PROBLEM STATEMENT
Print all of the data exactly, but drop the pictures.

ENTRIES PROVIDED
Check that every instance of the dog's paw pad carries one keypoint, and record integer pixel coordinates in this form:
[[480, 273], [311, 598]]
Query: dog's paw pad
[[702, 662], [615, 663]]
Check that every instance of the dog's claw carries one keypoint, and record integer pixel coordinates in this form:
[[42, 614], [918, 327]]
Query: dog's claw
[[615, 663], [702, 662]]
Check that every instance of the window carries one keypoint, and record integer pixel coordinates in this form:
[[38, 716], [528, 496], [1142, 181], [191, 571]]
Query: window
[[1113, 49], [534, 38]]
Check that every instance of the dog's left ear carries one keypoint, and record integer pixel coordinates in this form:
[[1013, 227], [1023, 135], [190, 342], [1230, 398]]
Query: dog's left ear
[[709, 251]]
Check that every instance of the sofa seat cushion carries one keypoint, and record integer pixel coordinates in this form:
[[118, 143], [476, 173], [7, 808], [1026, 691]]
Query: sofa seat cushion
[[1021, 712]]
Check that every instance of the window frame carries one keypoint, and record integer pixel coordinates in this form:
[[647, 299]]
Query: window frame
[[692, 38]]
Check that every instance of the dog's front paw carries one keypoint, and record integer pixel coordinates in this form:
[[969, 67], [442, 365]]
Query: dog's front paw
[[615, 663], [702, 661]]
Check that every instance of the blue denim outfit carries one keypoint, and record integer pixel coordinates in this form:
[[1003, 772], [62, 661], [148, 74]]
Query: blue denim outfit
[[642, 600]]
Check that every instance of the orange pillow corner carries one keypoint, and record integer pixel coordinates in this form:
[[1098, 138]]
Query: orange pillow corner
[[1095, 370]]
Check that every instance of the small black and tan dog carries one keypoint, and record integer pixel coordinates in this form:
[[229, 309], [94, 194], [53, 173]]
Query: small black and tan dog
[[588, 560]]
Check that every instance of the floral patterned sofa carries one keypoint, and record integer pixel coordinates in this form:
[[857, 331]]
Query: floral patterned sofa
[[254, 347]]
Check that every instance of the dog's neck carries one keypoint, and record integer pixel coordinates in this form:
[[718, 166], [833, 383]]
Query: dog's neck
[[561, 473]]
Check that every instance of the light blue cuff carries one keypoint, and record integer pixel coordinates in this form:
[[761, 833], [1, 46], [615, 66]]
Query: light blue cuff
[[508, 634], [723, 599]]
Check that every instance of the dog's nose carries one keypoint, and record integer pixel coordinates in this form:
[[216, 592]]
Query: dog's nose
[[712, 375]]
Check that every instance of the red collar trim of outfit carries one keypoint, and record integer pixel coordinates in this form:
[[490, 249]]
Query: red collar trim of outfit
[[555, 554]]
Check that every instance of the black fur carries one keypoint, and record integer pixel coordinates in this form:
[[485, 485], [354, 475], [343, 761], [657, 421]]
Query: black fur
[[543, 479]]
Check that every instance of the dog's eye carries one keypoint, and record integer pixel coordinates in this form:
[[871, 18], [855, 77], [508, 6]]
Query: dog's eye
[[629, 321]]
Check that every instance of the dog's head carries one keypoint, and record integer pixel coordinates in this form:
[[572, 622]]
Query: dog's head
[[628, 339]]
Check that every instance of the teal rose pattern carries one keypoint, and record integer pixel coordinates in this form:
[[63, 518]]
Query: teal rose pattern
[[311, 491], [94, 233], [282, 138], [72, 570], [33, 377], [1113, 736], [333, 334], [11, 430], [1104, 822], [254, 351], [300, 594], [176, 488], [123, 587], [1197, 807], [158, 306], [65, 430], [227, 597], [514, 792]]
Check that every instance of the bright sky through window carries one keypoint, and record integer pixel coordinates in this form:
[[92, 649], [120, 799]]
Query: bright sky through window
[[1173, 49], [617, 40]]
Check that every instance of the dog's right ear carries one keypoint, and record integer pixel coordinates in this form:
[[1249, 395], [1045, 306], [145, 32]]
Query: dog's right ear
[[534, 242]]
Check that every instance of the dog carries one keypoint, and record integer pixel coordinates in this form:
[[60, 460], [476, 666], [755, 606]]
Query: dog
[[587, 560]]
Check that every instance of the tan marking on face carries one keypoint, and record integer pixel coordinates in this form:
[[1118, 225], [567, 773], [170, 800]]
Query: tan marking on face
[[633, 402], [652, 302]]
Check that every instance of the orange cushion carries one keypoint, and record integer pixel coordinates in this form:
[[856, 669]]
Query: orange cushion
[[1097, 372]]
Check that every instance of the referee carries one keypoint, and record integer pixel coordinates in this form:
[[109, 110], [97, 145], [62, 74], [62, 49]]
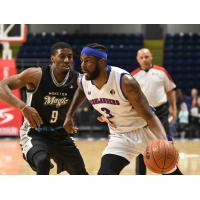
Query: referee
[[159, 88]]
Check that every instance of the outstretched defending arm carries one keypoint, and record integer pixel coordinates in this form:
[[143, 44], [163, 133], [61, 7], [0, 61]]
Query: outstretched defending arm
[[78, 99], [139, 102]]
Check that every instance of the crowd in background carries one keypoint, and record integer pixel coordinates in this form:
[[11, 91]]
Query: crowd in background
[[188, 115]]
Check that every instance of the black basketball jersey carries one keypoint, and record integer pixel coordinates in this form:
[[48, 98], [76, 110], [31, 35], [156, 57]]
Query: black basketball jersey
[[52, 99]]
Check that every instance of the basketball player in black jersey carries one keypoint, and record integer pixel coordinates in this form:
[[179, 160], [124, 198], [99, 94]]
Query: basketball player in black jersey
[[49, 94]]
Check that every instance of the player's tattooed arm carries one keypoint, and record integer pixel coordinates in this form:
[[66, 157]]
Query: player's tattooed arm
[[137, 99], [28, 78]]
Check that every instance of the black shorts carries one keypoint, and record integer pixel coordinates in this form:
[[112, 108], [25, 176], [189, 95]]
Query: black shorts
[[59, 146]]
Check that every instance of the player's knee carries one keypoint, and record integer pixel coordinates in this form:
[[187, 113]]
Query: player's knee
[[107, 171], [42, 163], [112, 164]]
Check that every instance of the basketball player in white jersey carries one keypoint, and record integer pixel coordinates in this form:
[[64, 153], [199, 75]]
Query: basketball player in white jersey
[[115, 94]]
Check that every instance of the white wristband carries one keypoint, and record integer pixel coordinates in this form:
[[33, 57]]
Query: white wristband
[[23, 108]]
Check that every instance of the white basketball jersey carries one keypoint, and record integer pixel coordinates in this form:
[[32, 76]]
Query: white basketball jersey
[[111, 102]]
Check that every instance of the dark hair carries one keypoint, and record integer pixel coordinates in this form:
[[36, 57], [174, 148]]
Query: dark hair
[[59, 45], [97, 46]]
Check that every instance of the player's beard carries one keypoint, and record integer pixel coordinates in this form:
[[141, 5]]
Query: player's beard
[[94, 75]]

RESPONSE AREA
Check that every instance of the dog's paw pad carries one keypoint, and record integer pixel coordinates in this form:
[[480, 273], [311, 598]]
Query: dog's paw pad
[[702, 662], [615, 663]]
Check that every instance of the dog's claw carries one keypoint, and record integer pixel coordinates in this form:
[[42, 614], [918, 327]]
Query: dog's claw
[[615, 663], [702, 662]]
Check that every instance of the window carries one keypoint, and record integer pixel coordinates in this form:
[[38, 716], [528, 496], [1142, 181], [191, 571]]
Query: window
[[1113, 49], [534, 38]]
Check that every instance of the dog's left ear carries one keypoint, and record integer pixel coordinates in this form:
[[1013, 227], [1023, 135], [190, 342], [1230, 398]]
Query: dog's left ear
[[709, 251]]
Check that every instance of the sofa seat cushion carries one keypoint, and record integer pixel coordinates in this form:
[[118, 143], [476, 173], [7, 808], [1026, 691]]
Query: sofa seat cushion
[[1021, 712]]
Check that every instance of the window frame carries one keypoint, and record integer pixel coordinates in this form:
[[647, 299]]
Query: window frame
[[692, 38]]
Check that every instance of the dog's front paw carries one keypoint, and record integer pixel coordinates in this form:
[[969, 67], [442, 365]]
Query: dog's front paw
[[615, 663], [702, 661]]
Check that every instance of the blue denim outfit carries one keypoint, and record integer pixel coordinates in this form:
[[1003, 772], [62, 661], [148, 74]]
Query: blue denim outfit
[[642, 600]]
Check that every instance of the orange pillow corner carries one keypoint, and record integer pixel coordinates in this form:
[[1098, 138]]
Query: orange pillow corner
[[1095, 370]]
Check that every instance of the small black and tan dog carries one keypoint, and record integer pixel coordinates in this form:
[[229, 309], [94, 194], [53, 173]]
Query: small black and tan dog
[[588, 560]]
Check that every instance of the floral patterned sofa carries one keypoint, and record integer pixel coordinates in this form:
[[857, 331]]
Query: floral patterned sofa
[[254, 347]]
Check that every instance of the dog's neck carries one keypoint, and record integer pixel coordinates in this form:
[[718, 166], [833, 383]]
Query: dog's neck
[[561, 473]]
Check that every instance of the light blue cuff carries one keypoint, and record integer pixel coordinates in this form:
[[761, 833], [1, 46], [615, 66]]
Query: light blue cuff
[[508, 634], [723, 599]]
Check that every instance of the dog's nose carries one keypoint, and record integer pixel coordinates in this form:
[[216, 592]]
Query: dog's nose
[[712, 375]]
Check that every instance of the red collar trim of outfit carries one keypoint, and record integer pixel coordinates in this form:
[[490, 249]]
Query: red collar trim of outfit
[[555, 554]]
Check that every instance of the black fur carries one keypoint, and record integer pixel coordinates in this form:
[[485, 485], [354, 475], [343, 761], [657, 421]]
Query: black fur
[[543, 479]]
Check that every instance of the dog's eye carries one keypoint, and record integer pixel coordinates in this form:
[[871, 18], [855, 77], [508, 6]]
Query: dog's eye
[[629, 321]]
Check that every instance of the dog's head carries one keypoint, and record integer pixel coordinates in this form:
[[572, 622]]
Query: dog's head
[[628, 339]]
Check that every instance of the teal rose pattern carries one keypoint, and record integer pixel coordinates in this form:
[[63, 518]]
Query: teal rose pattern
[[311, 491], [94, 233], [282, 138], [72, 570], [33, 377], [1113, 736], [333, 334], [11, 430], [1104, 822], [254, 351], [300, 594], [176, 488], [123, 587], [1197, 807], [158, 306], [65, 430], [227, 597], [514, 792]]
Check that every instance of the bright sky through window carries one keypoint, and record integer pixel coordinates in this form:
[[92, 649], [120, 799]]
Query: bright sky through window
[[1173, 49], [617, 40]]
Check that every instance of the dog's right ear carries one keypoint, and record integer pixel coordinates in this form:
[[1249, 395], [1045, 306], [145, 32]]
Query: dog's right ear
[[534, 242]]
Check that every instance of the dog carries one keypoint, and record integer pixel coordinates in this form:
[[60, 460], [476, 666], [755, 606]]
Query: dog
[[587, 560]]
Check that every instance of the tan marking on face carries one keypoint, and record integer pixel coordinates in this form:
[[1118, 225], [567, 773], [170, 800]]
Query: tan marking on face
[[633, 402], [652, 302]]
Check that every instance of the orange cushion carries one keypoint, and record integer pixel coordinates in this form:
[[856, 669]]
Query: orange cushion
[[1097, 372]]
Check that every instance of the referee carries one keypoint, and record integer pixel coordinates in this form:
[[109, 110], [97, 145], [62, 74], [62, 49]]
Query: referee
[[159, 88]]
Check that every instance of the outstretched defending arm carries one keypoint, and record integer pixel coordinates in this form:
[[143, 44], [163, 133], [61, 7], [0, 61]]
Query: outstretched defending arm
[[78, 99], [139, 102]]
Check that every instance of the crowd in background carries one keypoint, and record integer pixel coordinates in this form:
[[11, 91]]
Query: crowd in background
[[188, 115]]
Check that every instance of the black basketball jersey carries one keypoint, and record integer pixel coordinates in this form:
[[48, 98], [76, 110], [31, 35], [156, 57]]
Query: black basketball jersey
[[52, 99]]
Check that every instance of the basketball player in black jersey carries one keypoint, and record integer pixel coordinates in this form:
[[179, 160], [124, 198], [99, 94]]
Query: basketball player in black jersey
[[49, 94]]
Check that every instance of the player's tattooed arm carries one keypoint, and record integer pixel coordinates in this form:
[[66, 157]]
Query: player's tattooed arm
[[137, 99], [28, 78]]
Check that every instance of the black shorts carries one keypoint, and record integer pixel coordinates in this form:
[[112, 108], [25, 176], [189, 95]]
Query: black shorts
[[59, 146]]
Check that every instance of the player's knee carries one keypoint, and record integer pixel coordinates in this form:
[[187, 113]]
Query: player's knee
[[107, 171], [42, 163], [112, 164]]
Check that every instance of the basketball player in white jersey carries one keypoint, and record integer pixel coordinates in this form:
[[64, 153], [199, 75]]
Query: basketball player in white jersey
[[115, 94]]
Check that every instance of the white wristband carries one keypoint, and record integer pixel coordinates in this form:
[[33, 57]]
Query: white wristband
[[23, 108]]
Check that every instance of the white basketball jersey carries one keypoint, and record integer pixel coordinates in this form:
[[32, 76]]
Query: white basketball jersey
[[111, 102]]
Check that every instance of the dark hair carries one keypoint, and record integer pixel coordinates in this form:
[[36, 57], [174, 148]]
Query: dark hair
[[59, 45], [97, 46]]
Check that every instance of the player's beard carries one keypoint, and record integer pixel coordinates in this form:
[[141, 5]]
Query: player's beard
[[94, 75]]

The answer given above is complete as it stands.